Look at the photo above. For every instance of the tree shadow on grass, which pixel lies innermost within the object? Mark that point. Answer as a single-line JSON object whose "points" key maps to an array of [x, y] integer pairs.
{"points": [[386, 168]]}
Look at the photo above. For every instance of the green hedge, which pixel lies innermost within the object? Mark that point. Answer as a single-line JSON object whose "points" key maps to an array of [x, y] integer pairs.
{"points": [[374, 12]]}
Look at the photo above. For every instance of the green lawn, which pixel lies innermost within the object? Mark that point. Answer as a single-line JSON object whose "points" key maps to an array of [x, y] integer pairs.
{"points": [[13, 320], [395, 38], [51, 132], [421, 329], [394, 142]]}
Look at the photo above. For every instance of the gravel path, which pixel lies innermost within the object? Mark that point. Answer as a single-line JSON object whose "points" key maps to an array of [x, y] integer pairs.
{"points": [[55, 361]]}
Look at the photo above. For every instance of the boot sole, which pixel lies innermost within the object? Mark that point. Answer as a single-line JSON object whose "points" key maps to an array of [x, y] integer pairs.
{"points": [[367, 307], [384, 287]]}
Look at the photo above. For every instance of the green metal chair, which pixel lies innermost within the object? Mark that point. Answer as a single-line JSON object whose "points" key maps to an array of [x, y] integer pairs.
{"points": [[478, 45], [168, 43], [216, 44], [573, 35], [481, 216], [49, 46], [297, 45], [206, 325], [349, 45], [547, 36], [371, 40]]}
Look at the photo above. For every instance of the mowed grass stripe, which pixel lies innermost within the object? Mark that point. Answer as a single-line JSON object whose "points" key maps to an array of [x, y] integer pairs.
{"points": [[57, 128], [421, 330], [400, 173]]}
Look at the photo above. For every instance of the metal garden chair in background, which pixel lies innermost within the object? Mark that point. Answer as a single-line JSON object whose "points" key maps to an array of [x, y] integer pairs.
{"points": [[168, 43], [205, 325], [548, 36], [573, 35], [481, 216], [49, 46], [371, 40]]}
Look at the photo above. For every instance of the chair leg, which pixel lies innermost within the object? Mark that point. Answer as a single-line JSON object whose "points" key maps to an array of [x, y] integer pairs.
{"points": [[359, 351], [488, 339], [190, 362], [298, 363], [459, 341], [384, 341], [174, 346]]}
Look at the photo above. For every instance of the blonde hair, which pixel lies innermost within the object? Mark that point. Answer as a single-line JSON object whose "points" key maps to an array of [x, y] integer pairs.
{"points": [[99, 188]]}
---
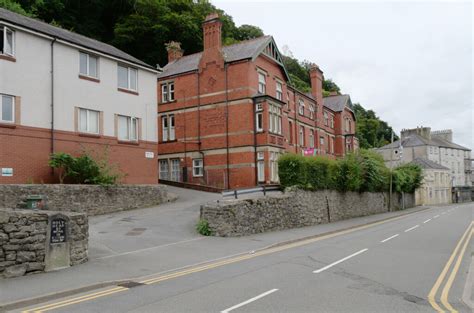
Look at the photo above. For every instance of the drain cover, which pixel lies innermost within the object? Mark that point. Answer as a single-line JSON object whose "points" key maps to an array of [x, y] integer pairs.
---
REQUIRED TASK —
Find each line above that contains the word "grass", and copy those lines out in full.

THE ANSWER —
Look at the photo above. For every instance of the tree shadow on grass, which pixel lies innermost within the object? Mark that point. Answer as a single-line JSON object whose "points" key maps to an array of [x, y] integer pairs.
Look at the photo above. For every instance of the mowed grass stripe, which pixel lies innermost within the object? Mark that point. Answer as a single-line JSON object whose "points" key maps to an array of [x, y] integer pairs.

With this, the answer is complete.